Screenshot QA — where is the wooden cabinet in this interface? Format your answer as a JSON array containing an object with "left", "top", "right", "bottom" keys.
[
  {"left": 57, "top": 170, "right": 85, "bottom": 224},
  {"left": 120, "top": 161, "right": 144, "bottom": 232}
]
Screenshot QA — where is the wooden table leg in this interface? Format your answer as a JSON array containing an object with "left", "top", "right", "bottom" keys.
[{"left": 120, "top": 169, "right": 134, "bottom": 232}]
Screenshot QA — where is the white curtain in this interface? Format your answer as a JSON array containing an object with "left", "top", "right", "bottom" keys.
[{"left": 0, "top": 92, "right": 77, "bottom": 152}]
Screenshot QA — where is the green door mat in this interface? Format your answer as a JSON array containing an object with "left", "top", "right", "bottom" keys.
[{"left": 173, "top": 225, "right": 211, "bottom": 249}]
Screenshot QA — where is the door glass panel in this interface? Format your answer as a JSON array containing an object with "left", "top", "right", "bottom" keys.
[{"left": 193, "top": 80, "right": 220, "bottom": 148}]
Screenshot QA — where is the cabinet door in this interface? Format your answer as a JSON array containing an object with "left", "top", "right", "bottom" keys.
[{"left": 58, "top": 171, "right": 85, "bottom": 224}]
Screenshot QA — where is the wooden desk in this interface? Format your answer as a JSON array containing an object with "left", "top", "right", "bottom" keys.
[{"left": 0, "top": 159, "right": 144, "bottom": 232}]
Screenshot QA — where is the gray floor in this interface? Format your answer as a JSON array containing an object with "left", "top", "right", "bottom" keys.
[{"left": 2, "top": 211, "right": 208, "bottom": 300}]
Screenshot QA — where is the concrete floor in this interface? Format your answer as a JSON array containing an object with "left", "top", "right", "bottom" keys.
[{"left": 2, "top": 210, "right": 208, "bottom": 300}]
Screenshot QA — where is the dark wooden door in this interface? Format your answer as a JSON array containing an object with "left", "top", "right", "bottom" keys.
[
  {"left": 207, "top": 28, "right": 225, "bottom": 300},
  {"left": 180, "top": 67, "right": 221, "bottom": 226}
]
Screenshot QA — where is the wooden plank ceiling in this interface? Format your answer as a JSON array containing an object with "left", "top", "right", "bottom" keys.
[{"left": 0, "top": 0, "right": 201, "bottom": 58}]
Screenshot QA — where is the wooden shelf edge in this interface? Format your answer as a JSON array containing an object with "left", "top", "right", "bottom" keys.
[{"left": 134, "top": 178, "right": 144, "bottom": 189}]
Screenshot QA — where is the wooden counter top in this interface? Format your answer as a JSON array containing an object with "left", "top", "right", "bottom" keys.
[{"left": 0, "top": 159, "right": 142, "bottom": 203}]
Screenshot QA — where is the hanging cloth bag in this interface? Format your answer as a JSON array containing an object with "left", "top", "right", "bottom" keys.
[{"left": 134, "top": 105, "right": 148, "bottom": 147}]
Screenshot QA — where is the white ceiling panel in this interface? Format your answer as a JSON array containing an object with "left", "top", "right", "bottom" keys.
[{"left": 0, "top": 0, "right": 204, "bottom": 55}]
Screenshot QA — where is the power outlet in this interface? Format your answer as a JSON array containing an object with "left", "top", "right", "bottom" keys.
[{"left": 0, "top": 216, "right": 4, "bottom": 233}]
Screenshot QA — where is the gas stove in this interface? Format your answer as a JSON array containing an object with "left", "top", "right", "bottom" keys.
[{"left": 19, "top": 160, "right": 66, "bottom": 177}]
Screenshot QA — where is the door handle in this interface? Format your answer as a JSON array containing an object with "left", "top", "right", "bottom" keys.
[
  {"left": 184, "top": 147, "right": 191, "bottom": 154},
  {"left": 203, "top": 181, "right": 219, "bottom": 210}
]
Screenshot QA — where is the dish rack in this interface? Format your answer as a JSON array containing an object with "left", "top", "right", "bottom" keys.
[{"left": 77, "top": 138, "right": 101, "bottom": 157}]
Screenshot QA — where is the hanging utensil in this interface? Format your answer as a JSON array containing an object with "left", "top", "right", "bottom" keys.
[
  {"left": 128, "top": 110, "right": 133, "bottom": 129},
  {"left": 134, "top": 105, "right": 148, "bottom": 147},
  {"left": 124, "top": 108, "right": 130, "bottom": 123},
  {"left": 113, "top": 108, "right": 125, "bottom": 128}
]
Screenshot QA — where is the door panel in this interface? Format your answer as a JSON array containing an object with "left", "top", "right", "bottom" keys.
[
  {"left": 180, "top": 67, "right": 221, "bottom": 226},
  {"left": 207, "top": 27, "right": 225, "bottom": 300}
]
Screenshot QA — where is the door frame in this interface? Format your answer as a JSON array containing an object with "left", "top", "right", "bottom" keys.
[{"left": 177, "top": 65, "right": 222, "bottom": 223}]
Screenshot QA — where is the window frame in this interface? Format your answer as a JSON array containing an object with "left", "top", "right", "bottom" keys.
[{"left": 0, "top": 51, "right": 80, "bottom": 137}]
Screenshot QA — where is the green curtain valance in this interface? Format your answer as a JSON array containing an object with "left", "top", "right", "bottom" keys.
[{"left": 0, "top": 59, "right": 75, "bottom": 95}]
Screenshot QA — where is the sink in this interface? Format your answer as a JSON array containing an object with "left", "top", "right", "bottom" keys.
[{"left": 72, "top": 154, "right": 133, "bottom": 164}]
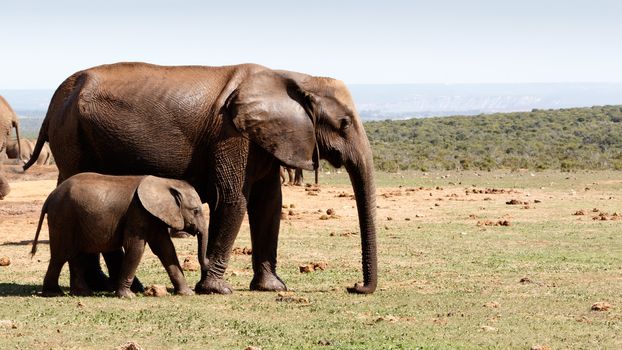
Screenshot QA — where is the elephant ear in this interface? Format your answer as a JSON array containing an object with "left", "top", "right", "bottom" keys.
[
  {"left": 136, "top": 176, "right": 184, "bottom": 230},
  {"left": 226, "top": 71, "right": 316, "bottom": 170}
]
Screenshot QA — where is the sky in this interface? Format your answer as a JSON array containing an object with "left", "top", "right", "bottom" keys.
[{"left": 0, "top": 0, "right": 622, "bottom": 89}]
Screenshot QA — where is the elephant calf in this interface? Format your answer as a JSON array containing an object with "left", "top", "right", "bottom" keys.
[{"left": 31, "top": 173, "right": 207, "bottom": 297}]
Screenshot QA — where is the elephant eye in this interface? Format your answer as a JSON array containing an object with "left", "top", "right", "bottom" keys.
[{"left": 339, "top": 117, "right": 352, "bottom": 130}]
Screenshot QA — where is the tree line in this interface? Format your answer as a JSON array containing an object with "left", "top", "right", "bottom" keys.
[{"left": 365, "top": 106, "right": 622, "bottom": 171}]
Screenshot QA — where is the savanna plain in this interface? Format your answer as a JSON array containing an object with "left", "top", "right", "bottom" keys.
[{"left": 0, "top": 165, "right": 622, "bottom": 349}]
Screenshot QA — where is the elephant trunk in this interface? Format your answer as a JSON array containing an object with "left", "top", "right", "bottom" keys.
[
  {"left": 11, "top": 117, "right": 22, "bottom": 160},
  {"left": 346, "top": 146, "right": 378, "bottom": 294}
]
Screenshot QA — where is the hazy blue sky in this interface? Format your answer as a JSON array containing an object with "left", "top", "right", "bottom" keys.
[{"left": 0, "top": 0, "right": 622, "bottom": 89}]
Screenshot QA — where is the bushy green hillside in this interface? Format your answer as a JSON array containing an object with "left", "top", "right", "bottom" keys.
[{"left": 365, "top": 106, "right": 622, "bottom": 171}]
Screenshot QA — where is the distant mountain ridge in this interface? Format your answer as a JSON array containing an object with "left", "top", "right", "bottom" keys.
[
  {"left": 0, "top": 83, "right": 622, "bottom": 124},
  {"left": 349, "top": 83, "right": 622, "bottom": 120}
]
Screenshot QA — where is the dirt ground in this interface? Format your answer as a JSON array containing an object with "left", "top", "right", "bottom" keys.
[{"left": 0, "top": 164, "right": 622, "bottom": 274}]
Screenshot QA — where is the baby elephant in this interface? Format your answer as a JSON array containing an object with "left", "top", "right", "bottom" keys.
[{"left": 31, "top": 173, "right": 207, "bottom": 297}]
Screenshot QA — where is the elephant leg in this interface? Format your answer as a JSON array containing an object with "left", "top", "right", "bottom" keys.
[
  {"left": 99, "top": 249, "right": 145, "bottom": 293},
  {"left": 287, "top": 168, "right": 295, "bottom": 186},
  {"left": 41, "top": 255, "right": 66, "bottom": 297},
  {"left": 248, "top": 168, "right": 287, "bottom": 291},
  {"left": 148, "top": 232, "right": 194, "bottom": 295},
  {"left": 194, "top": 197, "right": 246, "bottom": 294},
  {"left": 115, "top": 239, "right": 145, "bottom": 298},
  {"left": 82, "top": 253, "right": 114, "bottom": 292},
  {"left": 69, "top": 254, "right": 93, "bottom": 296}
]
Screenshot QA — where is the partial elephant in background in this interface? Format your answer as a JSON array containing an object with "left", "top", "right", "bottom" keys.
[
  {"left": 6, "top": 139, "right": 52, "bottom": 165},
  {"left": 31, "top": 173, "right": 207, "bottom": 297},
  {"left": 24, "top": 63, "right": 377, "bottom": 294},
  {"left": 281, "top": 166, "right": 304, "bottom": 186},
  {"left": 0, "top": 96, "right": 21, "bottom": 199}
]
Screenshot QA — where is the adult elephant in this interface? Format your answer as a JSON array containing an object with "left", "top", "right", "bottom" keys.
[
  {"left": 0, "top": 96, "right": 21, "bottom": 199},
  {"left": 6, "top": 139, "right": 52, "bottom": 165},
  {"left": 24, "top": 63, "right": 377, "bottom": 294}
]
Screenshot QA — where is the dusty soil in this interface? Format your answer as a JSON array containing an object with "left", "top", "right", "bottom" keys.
● ● ●
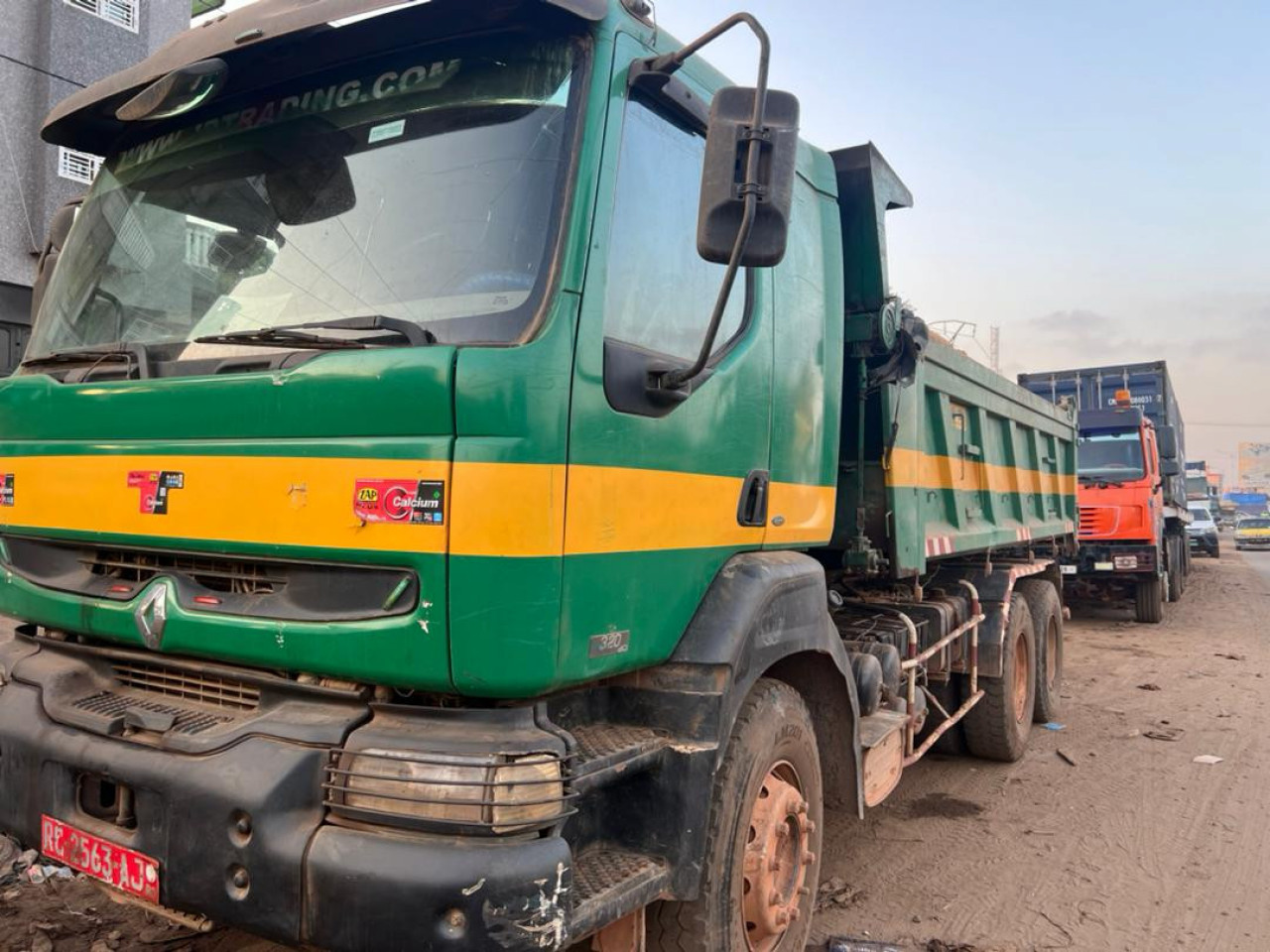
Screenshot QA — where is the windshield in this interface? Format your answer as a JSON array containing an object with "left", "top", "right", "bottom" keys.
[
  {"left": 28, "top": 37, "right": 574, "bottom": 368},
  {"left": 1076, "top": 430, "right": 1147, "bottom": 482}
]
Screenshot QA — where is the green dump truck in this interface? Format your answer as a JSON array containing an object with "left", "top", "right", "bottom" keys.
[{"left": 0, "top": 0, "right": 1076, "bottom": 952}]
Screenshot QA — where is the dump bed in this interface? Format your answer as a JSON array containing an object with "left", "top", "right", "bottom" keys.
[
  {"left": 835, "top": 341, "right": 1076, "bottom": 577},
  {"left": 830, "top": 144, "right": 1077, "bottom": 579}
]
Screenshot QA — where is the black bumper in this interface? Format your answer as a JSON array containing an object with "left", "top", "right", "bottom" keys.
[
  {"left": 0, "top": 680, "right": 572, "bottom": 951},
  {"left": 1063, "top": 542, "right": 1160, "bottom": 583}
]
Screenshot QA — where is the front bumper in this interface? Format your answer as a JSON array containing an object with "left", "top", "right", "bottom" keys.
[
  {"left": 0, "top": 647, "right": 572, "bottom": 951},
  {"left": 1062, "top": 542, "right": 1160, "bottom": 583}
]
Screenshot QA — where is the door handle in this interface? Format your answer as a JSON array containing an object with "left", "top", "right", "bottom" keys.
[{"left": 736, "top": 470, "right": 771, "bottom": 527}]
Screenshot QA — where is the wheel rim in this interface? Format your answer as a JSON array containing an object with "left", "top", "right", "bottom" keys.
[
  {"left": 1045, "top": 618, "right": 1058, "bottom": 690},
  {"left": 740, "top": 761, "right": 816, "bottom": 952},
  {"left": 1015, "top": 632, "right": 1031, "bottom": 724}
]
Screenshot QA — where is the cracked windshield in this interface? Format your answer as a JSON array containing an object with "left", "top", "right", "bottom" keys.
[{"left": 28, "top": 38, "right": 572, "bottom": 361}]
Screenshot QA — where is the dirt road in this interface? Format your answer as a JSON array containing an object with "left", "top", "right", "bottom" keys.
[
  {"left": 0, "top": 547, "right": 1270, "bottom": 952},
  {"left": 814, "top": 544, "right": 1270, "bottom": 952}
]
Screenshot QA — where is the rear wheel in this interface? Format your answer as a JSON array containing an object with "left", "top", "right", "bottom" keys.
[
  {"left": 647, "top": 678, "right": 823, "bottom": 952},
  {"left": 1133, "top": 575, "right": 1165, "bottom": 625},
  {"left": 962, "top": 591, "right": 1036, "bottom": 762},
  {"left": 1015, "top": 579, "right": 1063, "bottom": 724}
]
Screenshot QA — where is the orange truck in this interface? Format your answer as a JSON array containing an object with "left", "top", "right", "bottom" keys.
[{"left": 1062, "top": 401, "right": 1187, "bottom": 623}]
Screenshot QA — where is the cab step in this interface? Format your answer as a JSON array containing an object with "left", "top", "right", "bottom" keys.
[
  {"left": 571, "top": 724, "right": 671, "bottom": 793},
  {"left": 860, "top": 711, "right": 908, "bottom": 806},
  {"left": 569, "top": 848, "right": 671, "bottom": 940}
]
● ● ●
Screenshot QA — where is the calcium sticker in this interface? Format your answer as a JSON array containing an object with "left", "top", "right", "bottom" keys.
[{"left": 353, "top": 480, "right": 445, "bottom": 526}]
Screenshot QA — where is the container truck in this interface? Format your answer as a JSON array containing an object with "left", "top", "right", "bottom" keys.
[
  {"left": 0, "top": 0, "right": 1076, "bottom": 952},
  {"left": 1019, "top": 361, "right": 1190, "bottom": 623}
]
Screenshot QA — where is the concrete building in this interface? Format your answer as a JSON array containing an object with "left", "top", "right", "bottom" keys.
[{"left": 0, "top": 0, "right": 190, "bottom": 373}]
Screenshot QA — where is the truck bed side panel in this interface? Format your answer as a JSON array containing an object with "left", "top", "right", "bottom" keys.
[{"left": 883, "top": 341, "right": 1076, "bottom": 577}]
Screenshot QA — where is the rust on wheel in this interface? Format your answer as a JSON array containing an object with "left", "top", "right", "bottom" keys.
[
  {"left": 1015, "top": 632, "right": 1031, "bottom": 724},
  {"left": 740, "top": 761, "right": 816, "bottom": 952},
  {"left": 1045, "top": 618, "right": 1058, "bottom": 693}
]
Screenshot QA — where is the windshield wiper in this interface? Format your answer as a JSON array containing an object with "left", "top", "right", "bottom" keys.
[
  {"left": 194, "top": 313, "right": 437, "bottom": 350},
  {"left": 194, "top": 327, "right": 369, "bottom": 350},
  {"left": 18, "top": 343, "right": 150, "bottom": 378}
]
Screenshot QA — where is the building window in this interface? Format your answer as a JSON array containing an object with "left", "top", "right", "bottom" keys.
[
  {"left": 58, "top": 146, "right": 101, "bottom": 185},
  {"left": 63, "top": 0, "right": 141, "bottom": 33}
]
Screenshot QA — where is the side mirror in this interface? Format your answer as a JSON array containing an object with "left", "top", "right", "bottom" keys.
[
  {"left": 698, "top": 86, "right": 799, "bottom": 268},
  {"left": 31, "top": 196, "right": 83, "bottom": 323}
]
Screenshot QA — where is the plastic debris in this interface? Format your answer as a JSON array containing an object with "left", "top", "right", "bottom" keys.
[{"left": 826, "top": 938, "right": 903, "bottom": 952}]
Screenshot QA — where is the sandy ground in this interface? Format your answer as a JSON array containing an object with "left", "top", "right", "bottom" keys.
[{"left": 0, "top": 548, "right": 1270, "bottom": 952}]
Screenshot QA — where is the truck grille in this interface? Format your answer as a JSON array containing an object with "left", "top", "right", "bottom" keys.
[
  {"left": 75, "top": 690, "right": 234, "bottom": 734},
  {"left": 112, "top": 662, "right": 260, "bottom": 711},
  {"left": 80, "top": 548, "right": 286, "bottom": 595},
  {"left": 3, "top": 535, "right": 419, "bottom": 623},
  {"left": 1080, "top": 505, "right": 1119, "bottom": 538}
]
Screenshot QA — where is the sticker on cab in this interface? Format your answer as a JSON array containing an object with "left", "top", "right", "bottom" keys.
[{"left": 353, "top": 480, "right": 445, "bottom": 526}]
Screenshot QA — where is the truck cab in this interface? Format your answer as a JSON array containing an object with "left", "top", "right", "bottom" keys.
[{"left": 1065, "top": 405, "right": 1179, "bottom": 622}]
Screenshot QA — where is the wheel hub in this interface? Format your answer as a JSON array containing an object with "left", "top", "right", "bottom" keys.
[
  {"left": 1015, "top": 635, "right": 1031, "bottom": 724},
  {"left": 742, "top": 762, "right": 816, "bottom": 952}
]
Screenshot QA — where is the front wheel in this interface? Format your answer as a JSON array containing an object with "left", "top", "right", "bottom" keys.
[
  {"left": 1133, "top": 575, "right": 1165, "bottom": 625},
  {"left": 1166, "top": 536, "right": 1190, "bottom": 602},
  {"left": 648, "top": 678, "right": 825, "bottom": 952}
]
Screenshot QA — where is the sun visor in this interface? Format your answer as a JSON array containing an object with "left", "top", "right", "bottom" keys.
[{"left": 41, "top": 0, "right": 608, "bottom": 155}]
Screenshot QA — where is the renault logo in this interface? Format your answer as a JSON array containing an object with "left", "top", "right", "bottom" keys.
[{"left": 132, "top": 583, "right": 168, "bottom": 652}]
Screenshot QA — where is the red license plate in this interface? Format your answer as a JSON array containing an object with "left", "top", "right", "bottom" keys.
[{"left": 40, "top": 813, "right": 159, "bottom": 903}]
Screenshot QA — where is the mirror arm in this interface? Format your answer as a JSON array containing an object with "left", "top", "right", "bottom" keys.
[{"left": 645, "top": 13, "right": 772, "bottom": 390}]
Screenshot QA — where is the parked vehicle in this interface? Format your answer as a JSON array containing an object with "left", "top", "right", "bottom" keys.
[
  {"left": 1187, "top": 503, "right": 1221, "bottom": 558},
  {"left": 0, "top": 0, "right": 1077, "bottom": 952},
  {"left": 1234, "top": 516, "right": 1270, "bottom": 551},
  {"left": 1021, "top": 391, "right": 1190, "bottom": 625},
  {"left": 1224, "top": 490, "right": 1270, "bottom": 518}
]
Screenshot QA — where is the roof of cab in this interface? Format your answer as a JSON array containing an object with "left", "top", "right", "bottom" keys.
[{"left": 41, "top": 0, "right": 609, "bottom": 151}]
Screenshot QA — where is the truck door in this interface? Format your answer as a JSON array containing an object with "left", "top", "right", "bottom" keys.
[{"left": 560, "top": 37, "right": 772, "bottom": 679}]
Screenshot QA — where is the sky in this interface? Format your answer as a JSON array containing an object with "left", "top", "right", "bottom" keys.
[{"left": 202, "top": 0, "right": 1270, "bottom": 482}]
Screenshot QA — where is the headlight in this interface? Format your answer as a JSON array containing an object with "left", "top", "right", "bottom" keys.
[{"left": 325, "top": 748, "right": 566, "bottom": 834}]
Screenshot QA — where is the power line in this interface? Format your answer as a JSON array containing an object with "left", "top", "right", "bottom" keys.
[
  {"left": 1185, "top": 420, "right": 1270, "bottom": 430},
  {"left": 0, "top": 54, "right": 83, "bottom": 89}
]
● ● ●
GOAL OF THE EXERCISE: How many lines of the data above contain the word "wheel"? Reply with only the number.

FINAL RESULT: 5